Write out every entry word for word.

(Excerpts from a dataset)
--------------------------------------------------

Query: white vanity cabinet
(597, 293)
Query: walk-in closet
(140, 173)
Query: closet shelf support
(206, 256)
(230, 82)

--------------------------------------------------

EXPECTED ANSWER
Query: white vanity cabinet
(597, 293)
Query: walk-in closet
(140, 173)
Query: closet shelf support
(206, 256)
(230, 82)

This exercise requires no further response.